与えられた課題 A ::
折居山の山行記録で、下山してきた先行者によると、真木山から松平山〜山葵山へ縦走していたパーティーは何人でしたか。
与えられた課題 B ::
折居山から山葵山への山行記録の本文を、最後の文の後から書き継いでください。

ページ本文 ::

折居山〜松平山〜山葵山

会山行ku-ninn43
【日時】200821011日(日・祝)
【メンバー】2
【天候】曇り/晴れ
【山域】五頭山塊
【地形図】天王・出湯
【時間記録】<2/10>砂防ダム9:16 − 尾根10:00 − 小休止10:3510:40 − 小休止(610P11:4111:56 − 折居山13:0713:26 − 金鉢山13:37 − テン場(910P)14:36
<2/11>テン場8:57 − 松平山9:309:37 − 小休止(885P) − 山葵山10:51〜 14:14 − 虚空蔵山への稜線鞍部15:3315:41 − えん堤16:26 − 砂防ダム16:57


 思いがけず折居山から山葵山への縦走が決行できることとなった。天気予報も曇りで、荒れる心配はなさそうだ。今回も砂防ダムまで車が入り、そこから歩き始める。前日からの入山者がいるようで、車が一台止まっており、林道にはトレース跡も残っていた。

 ラッセルがない分、早い時間で尾根に取り付くことができた。林道が分岐し沢を渡ったすぐの尾根に取り付く。急な尾根腹だが、トレースがあるので比較的楽に登れる。尾根に上がると傾斜は緩くなり、針葉樹の混じった一本尾根を行く。数年前は折居山によく入っていて、この尾根も数回使ったことがあるが、赤テープも随所にあり、より道らしくなっていた。

 610mピークで小休止する。ここから南に伸びている尾根も使ったことがあるが、今回の尾根のほうがすっきりとしていて歩きやすいようだ。先週の山葵山よりもヤブもうるさく感じない。それだけ人が行き来しているのだろう。

このあたりからブナの林となってくる。途中のブナ林で大好きな場所があった。緩やかな斜面がカーブを描いており、そこに端正なブナ林が広がっている。こんなところでテントを張れたら…と思い描いていた場所だったのだが、先日入山した人たちのテントが正にそこに張ってあった。今日、上に出かけたらしく誰もいないようだ。このあたりは風でトレースが消えている所があり、トレースのありがたさをしみじみ感じる。

799mのピークを越え、杉木立のあたりで下りてくる先行者にあった。2人パーティーで、ラッセルのお礼を言う。そうしたら、真木山から松平山〜山葵山の縦走パーティーがまたまた先行しているということだった。それも、18人パーティーだそうだ。???!!!。思っても考えてもみなかったことだった。折居山への最後の登りで、金鉢山を登る大パーティーを見る。折居山山頂も大勢の人が休んだ形跡もあった。新潟の山岳会の人たちなのだろうか。それにしてもものすごい。狭い金鉢山の上にいる大パーティーは白いプリンの上にかかっているカラメルソースのように見えた。

提供記録 ::
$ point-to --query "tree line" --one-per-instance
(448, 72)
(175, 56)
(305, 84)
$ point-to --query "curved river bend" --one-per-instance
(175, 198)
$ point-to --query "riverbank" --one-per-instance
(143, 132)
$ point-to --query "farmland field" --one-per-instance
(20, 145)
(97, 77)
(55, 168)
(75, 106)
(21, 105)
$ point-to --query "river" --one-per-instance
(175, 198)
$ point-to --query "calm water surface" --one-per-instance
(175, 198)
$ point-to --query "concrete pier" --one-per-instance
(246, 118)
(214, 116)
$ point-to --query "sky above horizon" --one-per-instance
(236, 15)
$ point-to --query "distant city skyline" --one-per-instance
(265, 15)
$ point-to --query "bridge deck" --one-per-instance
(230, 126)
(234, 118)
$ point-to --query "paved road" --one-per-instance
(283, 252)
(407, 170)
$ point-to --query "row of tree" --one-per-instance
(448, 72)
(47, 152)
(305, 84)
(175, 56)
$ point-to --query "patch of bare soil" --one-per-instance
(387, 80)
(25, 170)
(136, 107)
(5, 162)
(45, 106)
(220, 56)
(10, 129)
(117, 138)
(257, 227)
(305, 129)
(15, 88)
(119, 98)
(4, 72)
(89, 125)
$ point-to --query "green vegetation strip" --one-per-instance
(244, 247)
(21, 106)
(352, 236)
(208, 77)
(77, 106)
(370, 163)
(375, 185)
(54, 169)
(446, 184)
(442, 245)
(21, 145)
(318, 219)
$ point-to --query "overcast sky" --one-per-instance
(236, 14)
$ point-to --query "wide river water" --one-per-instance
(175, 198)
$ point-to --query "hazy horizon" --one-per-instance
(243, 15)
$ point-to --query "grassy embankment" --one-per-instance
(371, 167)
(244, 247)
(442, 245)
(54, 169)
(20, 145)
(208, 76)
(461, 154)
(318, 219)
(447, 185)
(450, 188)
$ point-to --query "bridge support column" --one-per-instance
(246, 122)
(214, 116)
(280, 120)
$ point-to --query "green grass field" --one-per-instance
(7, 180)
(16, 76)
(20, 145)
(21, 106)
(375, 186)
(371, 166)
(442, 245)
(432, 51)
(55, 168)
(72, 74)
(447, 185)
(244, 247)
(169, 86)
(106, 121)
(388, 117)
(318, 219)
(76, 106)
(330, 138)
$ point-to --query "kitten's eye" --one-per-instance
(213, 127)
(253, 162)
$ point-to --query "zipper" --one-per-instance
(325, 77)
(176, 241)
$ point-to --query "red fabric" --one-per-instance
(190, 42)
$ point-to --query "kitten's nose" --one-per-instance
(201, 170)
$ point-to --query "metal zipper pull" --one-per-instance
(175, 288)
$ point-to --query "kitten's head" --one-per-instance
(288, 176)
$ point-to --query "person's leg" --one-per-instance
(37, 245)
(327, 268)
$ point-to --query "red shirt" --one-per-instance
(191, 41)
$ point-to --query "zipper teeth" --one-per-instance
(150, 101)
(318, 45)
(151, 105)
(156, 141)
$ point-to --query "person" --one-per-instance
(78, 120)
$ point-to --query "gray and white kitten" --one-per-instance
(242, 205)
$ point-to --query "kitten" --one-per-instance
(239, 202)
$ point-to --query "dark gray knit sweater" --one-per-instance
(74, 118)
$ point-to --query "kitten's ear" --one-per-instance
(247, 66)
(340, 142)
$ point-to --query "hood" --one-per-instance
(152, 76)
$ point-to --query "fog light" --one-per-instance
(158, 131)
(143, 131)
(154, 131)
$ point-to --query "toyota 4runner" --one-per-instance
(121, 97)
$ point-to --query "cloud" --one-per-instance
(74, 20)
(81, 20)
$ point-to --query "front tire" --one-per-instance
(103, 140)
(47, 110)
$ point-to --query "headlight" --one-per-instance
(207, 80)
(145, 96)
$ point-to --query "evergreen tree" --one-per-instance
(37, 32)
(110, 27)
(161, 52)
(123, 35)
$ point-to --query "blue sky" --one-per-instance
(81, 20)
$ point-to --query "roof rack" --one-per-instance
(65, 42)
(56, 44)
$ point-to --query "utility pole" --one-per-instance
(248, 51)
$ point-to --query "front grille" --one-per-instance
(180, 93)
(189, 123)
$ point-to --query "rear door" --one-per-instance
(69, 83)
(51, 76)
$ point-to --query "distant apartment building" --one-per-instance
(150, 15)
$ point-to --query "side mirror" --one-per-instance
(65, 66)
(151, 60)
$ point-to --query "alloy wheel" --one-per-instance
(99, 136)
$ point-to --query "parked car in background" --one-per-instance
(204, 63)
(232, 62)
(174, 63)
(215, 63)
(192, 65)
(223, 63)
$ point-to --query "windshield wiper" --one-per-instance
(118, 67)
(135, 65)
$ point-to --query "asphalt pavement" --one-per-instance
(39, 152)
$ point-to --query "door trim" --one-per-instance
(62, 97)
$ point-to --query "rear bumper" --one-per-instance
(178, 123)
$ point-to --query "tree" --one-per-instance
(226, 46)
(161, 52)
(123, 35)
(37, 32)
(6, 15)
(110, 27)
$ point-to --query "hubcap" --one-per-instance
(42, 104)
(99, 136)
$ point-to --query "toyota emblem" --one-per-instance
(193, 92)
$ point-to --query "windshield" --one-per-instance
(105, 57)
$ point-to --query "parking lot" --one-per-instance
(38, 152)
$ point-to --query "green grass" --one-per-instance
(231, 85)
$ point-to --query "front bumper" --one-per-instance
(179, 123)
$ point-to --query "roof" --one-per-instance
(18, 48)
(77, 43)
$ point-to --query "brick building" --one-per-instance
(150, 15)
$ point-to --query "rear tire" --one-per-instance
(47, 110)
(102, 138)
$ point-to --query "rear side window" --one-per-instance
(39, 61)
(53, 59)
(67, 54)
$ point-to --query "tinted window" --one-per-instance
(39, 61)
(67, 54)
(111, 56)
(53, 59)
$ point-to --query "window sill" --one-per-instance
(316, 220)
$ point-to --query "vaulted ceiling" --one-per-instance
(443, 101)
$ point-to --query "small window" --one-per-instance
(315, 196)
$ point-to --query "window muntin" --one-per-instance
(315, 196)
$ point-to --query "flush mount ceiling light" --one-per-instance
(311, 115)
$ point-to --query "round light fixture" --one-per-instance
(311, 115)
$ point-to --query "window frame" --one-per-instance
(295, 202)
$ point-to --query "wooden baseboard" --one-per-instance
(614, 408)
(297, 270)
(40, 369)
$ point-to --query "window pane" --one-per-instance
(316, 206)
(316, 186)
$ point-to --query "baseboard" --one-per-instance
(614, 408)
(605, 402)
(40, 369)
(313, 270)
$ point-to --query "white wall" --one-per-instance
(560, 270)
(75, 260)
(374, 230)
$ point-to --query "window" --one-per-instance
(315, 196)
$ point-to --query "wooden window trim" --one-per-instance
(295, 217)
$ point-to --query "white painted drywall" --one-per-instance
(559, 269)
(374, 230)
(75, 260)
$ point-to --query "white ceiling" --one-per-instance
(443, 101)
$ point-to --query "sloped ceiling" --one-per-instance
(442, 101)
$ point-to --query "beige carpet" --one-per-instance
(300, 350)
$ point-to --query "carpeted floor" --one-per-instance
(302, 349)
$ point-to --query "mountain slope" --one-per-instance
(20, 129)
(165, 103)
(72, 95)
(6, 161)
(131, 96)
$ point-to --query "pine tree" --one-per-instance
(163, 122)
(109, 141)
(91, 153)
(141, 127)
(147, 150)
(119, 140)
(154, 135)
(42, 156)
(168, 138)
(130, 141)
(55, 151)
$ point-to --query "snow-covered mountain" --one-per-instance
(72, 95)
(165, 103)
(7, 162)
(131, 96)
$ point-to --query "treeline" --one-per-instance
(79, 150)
==
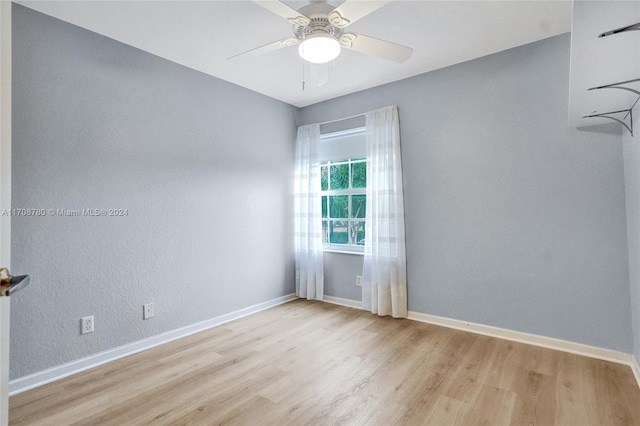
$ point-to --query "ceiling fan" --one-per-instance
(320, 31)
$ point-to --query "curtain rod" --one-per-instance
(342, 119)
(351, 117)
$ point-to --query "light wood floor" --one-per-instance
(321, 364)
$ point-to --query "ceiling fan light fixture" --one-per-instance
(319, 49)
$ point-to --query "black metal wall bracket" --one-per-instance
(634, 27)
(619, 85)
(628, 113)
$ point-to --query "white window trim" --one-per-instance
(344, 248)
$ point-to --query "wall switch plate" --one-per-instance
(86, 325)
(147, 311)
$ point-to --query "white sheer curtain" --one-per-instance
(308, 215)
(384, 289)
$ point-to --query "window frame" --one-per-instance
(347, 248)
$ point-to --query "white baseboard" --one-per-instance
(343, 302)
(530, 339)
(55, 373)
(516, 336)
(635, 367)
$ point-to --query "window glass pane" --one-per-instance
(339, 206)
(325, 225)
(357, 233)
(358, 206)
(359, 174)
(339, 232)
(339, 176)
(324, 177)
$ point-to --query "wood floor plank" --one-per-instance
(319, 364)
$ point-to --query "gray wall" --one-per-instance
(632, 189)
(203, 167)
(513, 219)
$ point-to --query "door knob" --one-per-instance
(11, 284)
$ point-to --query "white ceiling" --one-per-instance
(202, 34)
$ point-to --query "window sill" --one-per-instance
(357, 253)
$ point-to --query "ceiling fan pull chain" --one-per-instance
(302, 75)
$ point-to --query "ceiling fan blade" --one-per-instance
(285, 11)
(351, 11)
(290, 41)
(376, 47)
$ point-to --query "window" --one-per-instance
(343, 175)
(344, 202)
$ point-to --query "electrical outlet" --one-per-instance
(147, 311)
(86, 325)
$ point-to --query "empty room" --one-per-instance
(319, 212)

最終回答 A ::
18人パーティーでした。

最終回答 B ::
折居山は大好きな山だ。ブナが点在する山頂とそこからの展望の素晴らしさが好きだ。夏道がついたとのことだが、積雪期に登るから好きな山なので、あまり他の季節に登りたいとは思わない。折居山から少し下って金鉢山に取り付く。金鉢山は尾根上のルートで登られていた。急登はクラストもしていなく階段状にトレースが付いているので登りやすかったので、先行パーティーにまたまた感謝であった。

30分ほど主稜線を行ったところで先行パーティーに追いつく。顔を合わせたところで、先週、山葵山でお会いしたパーティーの人たちだったと判明。ラッセルのお礼を言い、少しでも恩返しをと、先頭になりラッセルをする…18人パワーには焼け石に水なのだが……。先頭になってみると思いのほか雪が深かった。麓近くは春山の様相に見えたが、稜線はまだ厳冬の五頭、だった。

東側に尾根が分岐している900mのピークを少しいったところでテントを張ることにする。予定では金鉢山を越えるのに6時間はかかるとみていたが、5時間強でより松平山に近いところでテントを張ることができた。トレースのお陰だった。その18人大パーティーも近くに幕営していた。

私たちはいつものように雪の要塞を作りテントを張る。雨具の下を付けていなかったのでズボンが濡れてしまい、新聞紙を足に巻き乾かしながら夜を過ごす。満天の星と新潟の夜景が凄まじいぐらいにきれいだった。

翌日は晴れ。大パーティーは早朝に出発したが、私たちはゆっくりと出発した。松平山の山頂に立つころには飯豊連峰のガスが晴れ、真っ白な全容を現した。昨日の折居山頂は曇りで飯豊もガスの中だったので、喜びもひとしおだ。1月には出ていた松平山の道標は、今回は雪の下に隠れてしまっていた。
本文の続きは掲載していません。